Beginning at the line that contains "Where can the woman in red" and ending at the last line of the entries, write out each line exactly; include nothing outside that span.

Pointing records
══════════════════════════════

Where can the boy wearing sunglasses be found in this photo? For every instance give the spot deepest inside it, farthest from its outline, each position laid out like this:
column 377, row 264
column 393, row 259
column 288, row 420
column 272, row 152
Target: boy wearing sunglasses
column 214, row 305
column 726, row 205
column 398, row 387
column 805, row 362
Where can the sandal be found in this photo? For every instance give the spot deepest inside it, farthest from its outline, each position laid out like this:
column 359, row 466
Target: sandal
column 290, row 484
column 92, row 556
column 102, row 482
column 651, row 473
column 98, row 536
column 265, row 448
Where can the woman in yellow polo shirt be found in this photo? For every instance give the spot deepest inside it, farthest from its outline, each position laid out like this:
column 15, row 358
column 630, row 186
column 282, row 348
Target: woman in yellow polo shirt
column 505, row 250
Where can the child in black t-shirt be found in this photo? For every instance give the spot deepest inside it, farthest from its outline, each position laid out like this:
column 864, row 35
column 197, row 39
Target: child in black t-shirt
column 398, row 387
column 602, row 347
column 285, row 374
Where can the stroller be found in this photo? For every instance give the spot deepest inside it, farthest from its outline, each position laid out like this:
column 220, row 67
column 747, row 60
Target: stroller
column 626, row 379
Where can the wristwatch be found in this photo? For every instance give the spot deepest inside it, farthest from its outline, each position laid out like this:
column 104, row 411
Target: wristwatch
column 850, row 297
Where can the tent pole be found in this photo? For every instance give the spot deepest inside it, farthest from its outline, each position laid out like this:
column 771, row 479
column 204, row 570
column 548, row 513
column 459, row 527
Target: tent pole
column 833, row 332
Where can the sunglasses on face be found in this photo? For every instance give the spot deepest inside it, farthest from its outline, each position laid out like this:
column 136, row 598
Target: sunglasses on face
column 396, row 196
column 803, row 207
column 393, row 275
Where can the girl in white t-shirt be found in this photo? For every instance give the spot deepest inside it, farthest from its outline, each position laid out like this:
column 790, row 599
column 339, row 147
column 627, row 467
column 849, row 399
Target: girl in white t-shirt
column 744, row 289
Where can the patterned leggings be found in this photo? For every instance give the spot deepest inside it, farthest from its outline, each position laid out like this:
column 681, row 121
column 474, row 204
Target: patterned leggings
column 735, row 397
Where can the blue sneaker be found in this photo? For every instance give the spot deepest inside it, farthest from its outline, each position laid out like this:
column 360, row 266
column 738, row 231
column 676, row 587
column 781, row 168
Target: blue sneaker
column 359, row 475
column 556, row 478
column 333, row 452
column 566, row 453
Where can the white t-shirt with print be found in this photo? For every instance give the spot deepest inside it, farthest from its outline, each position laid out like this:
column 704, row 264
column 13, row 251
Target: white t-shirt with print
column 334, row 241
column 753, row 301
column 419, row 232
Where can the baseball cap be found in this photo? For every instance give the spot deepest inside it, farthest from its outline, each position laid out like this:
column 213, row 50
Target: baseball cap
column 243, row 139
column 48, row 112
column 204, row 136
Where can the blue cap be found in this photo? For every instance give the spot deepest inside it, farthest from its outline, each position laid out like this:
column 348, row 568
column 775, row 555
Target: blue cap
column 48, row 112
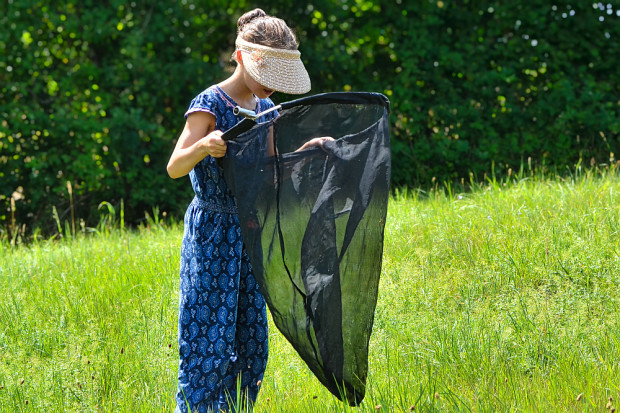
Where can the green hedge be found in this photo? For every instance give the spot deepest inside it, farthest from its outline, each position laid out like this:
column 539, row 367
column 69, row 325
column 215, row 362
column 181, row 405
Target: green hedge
column 93, row 93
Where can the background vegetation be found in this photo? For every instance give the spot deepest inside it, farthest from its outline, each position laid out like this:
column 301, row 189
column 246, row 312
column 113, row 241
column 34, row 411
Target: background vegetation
column 501, row 299
column 92, row 94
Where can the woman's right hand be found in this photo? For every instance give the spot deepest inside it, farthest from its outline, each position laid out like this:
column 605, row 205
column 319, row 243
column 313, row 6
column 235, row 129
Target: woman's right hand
column 213, row 144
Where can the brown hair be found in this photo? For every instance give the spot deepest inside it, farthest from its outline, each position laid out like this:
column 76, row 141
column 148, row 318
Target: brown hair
column 258, row 27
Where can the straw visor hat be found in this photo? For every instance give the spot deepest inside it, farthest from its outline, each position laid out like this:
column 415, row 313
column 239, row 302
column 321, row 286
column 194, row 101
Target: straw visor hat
column 276, row 69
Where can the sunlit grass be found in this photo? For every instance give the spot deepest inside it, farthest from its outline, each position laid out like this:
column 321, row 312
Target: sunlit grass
column 504, row 298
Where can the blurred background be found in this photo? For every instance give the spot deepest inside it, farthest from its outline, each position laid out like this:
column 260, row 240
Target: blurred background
column 92, row 93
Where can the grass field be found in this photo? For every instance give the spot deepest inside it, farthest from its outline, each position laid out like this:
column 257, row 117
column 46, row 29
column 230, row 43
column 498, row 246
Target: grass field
column 504, row 298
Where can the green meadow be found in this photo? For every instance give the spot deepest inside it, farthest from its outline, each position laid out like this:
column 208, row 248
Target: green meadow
column 502, row 298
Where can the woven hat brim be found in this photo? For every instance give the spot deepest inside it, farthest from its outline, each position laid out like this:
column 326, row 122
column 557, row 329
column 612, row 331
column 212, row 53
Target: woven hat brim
column 277, row 69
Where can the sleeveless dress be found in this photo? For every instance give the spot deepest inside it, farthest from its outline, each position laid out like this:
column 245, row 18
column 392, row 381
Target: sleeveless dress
column 222, row 314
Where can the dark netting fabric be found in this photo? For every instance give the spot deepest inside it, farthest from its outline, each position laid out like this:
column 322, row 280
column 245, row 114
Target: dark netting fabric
column 313, row 223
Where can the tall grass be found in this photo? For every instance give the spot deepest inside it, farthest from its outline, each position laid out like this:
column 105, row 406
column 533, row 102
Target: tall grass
column 504, row 298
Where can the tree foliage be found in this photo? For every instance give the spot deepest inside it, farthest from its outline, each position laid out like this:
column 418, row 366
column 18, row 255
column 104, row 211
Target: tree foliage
column 93, row 93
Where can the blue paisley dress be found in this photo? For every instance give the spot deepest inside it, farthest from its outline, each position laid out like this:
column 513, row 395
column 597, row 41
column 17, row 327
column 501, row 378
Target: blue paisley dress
column 222, row 314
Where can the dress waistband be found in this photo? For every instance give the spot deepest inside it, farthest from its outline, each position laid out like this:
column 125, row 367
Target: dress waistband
column 213, row 207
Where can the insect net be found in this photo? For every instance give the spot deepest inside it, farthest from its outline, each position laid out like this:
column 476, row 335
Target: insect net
column 313, row 225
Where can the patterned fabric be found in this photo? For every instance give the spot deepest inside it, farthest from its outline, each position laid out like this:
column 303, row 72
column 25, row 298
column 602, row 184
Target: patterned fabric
column 222, row 314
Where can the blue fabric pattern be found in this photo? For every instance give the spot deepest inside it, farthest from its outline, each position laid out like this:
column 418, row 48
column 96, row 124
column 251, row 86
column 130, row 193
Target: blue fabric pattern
column 222, row 314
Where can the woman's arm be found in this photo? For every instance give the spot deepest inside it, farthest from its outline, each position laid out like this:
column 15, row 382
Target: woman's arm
column 197, row 140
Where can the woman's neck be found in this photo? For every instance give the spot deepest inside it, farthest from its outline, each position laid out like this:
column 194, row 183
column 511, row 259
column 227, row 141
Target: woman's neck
column 236, row 88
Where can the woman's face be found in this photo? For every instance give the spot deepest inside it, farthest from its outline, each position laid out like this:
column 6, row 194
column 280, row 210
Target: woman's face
column 256, row 88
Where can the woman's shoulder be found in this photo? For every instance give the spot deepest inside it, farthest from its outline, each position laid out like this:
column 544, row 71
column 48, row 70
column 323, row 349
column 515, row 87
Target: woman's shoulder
column 209, row 100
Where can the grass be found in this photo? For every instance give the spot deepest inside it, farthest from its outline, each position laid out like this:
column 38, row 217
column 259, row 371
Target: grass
column 504, row 298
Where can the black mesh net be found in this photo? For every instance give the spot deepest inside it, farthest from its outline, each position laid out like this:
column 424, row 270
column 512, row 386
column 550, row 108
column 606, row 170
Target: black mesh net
column 313, row 224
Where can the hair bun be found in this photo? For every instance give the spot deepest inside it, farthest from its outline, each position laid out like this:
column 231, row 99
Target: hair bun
column 249, row 16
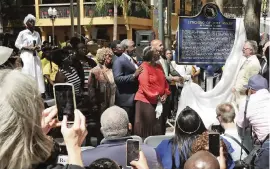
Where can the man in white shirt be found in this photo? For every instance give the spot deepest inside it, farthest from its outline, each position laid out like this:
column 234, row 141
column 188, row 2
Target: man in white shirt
column 29, row 41
column 251, row 66
column 225, row 115
column 258, row 116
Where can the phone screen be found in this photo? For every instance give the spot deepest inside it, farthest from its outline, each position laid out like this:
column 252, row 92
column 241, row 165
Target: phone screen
column 214, row 144
column 133, row 147
column 65, row 101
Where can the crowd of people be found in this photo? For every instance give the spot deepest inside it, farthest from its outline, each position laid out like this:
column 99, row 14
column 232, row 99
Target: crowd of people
column 127, row 98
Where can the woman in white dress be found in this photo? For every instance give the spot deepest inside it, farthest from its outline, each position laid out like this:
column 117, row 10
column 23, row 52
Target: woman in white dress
column 28, row 41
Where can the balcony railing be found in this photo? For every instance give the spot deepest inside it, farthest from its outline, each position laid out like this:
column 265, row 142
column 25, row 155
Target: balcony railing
column 63, row 10
column 13, row 11
column 108, row 10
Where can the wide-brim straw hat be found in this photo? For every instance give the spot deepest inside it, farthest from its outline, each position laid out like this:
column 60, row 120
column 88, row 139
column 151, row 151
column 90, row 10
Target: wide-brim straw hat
column 5, row 53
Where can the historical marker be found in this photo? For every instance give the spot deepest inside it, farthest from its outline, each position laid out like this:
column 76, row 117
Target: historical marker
column 207, row 38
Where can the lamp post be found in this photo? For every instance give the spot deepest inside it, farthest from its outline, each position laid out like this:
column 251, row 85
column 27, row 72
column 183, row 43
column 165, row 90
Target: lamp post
column 52, row 14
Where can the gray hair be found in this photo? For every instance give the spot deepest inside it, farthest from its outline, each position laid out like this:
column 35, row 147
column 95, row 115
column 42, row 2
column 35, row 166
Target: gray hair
column 254, row 46
column 125, row 43
column 114, row 122
column 226, row 112
column 23, row 143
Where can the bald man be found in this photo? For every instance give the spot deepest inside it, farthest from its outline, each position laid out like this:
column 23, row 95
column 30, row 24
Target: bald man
column 202, row 160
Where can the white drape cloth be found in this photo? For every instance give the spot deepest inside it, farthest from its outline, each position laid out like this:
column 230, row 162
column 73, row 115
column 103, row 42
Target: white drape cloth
column 205, row 102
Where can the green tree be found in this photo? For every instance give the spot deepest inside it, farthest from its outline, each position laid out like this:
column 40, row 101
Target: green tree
column 4, row 5
column 125, row 6
column 252, row 19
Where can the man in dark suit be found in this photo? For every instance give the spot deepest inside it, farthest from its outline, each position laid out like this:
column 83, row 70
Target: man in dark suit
column 126, row 72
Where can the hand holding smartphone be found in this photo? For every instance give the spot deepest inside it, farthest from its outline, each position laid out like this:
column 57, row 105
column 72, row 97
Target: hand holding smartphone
column 214, row 143
column 133, row 150
column 64, row 95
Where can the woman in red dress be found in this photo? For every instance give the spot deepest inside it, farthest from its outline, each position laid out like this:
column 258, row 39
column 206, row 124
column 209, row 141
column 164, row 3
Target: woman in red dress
column 153, row 88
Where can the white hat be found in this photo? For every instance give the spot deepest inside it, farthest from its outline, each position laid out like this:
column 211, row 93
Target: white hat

══════════════════════════════

Exercise response:
Where can the woman in red dress be found in this photo? For every instance give the spot deepest inside it, farthest from its outline, each position laid out like this:
column 258, row 39
column 206, row 124
column 209, row 141
column 164, row 3
Target: woman in red dress
column 153, row 88
Where can the white hat be found in this photo? For every instance give the spot deepest inside it, farthest from its outline, each position laid out like this:
column 211, row 93
Target: white hat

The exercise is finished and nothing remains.